---------- DATA SHOWN

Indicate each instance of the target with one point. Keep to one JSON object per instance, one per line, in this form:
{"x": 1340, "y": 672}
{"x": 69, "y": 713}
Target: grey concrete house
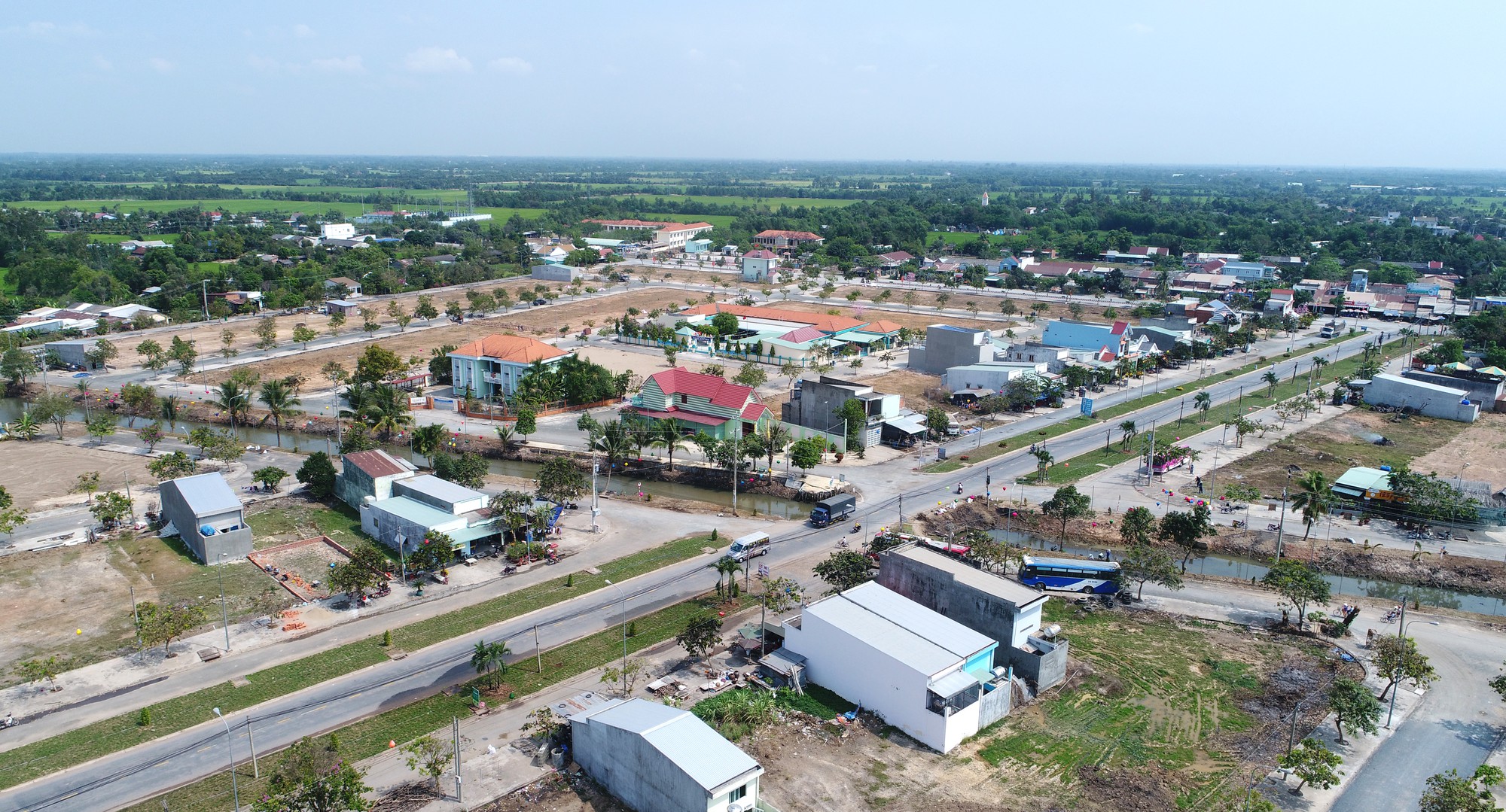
{"x": 953, "y": 346}
{"x": 989, "y": 604}
{"x": 663, "y": 760}
{"x": 1430, "y": 399}
{"x": 370, "y": 474}
{"x": 209, "y": 516}
{"x": 815, "y": 403}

--------------------

**GOAL**
Copy the lines above word for word, leaving out the picture.

**SOLUTION TO THIS PROBLEM**
Indicate each instance of the target with one point. Keep to one JSON object per instance, one per line, in this form:
{"x": 1340, "y": 672}
{"x": 69, "y": 713}
Target: grey concrete house
{"x": 953, "y": 346}
{"x": 989, "y": 604}
{"x": 663, "y": 760}
{"x": 1430, "y": 399}
{"x": 370, "y": 474}
{"x": 209, "y": 516}
{"x": 815, "y": 403}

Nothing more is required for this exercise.